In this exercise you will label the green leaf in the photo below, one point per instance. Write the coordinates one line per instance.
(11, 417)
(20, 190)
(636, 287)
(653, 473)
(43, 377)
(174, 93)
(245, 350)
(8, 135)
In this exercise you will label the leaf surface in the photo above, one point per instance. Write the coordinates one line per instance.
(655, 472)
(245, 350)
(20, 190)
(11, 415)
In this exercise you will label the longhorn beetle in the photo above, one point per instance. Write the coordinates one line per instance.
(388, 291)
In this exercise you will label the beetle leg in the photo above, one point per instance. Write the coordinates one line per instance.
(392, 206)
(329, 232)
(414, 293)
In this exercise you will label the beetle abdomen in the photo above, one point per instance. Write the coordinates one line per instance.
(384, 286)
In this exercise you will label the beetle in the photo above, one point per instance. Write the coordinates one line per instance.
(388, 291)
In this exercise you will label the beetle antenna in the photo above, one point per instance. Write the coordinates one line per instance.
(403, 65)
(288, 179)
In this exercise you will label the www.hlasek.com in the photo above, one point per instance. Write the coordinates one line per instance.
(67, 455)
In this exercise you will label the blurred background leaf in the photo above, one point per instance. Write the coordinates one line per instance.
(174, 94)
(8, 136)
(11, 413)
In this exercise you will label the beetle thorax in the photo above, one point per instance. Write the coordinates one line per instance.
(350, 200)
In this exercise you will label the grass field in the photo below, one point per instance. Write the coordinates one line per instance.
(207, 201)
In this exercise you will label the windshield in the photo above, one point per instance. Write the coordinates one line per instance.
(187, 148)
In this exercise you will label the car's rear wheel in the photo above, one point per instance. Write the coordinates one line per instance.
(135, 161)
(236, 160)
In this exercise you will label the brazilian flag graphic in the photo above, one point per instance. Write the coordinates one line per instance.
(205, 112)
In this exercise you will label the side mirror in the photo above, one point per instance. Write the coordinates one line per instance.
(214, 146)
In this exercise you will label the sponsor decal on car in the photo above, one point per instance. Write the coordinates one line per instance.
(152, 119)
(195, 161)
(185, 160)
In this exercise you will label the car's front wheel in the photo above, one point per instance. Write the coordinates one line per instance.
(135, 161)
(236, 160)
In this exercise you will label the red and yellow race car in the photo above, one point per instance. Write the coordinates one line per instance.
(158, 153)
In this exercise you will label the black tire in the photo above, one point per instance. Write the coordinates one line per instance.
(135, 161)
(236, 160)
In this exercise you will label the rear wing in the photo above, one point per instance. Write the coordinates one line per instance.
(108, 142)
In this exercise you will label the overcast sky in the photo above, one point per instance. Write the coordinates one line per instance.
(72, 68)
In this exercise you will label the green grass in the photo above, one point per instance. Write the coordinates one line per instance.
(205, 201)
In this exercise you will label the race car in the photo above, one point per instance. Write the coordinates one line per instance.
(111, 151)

========

__WHAT YOU WILL DO__
Restate the final lines of the listing above word for word, beginning at the line that contains "In this exercise you will label the black".

__COMPLETED EXERCISE__
In this exercise you will label the black tire in the photo above, one point per instance. Write the coordinates one line per instance.
(135, 161)
(236, 160)
In this exercise you will label the rear wing in the photo above, one point per instance. Write the coordinates one line per instance.
(108, 142)
In this exercise you will label the overcast sky in the photo above, one point per instance. Write the coordinates one line per instance.
(72, 68)
In this exercise you will label the green grass in the photo above, one point per instance. Write the coordinates one line per instance.
(205, 201)
In this exercise you will label the race car in the photo above, one point per instance. Write the coordinates one line per instance.
(111, 151)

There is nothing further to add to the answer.